# ACTIVITY
Find the string "most" in the listing and report every line that has it.

+ + + + + + +

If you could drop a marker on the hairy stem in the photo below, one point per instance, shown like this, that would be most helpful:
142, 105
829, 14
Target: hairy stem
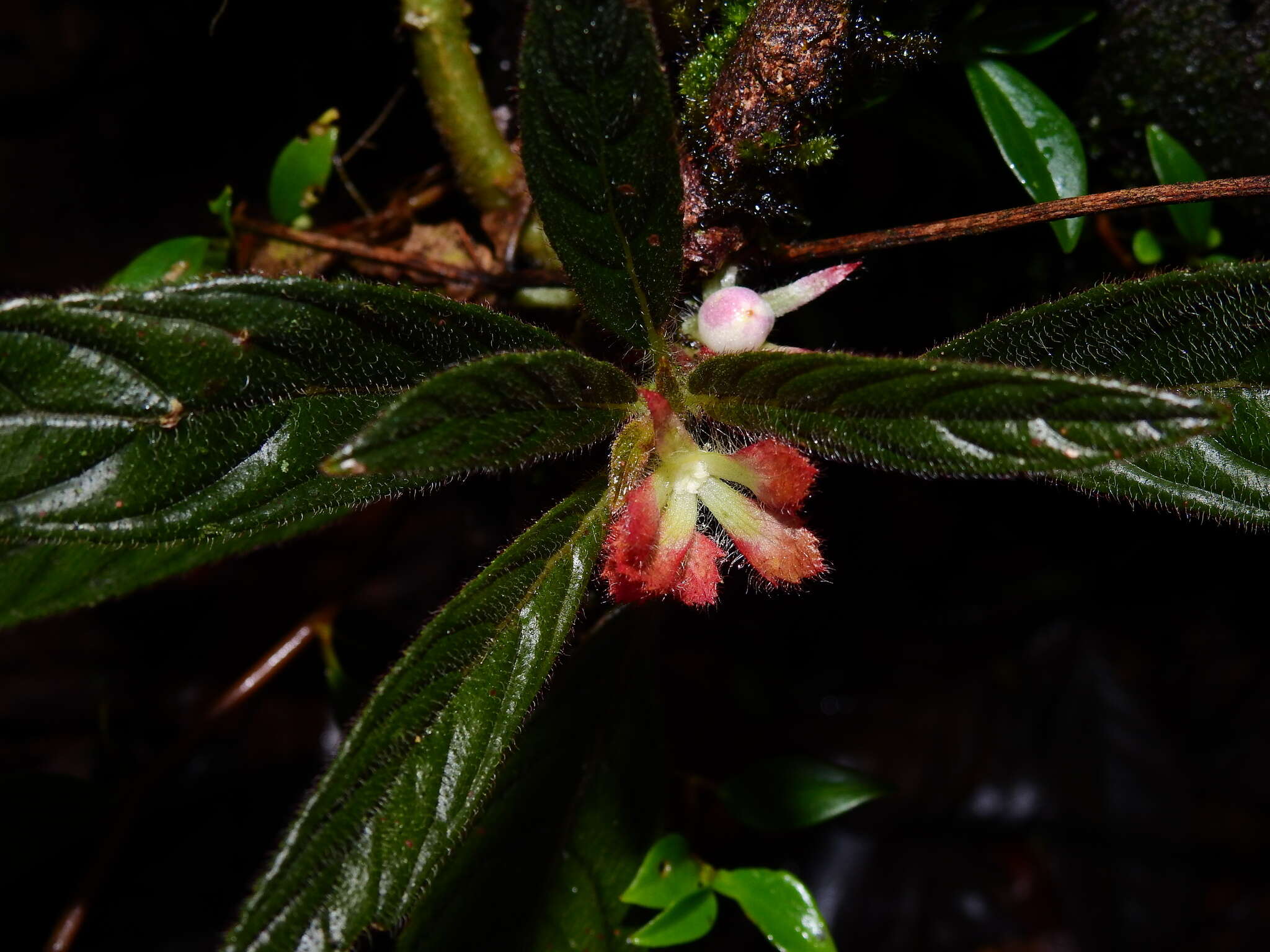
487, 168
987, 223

+ + + + + + +

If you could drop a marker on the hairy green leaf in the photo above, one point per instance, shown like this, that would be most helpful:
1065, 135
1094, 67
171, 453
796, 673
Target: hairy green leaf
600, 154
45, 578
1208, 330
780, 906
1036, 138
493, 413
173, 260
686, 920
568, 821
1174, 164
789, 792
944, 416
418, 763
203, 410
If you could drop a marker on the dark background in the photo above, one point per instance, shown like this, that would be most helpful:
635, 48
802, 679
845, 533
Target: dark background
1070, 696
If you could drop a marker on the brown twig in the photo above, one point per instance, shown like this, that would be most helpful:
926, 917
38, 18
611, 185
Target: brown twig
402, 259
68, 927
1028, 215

+ + + + + + +

# RESULT OF THE TASK
If you could drop a marker on the hairy stem in the photo below, one point per instance, shown like this, that would be most helpful:
If you could drop a marker on the hairy green leaf in the photo above, one point per instance, shown like this, that would be most helpful:
If you could drop a marker on the dark background in the photo above, one point per instance, shown like this, that would be most helpful:
If you could drop a marker on the brown twig in the photo above, one point per instance, shown like this, that would be most helpful:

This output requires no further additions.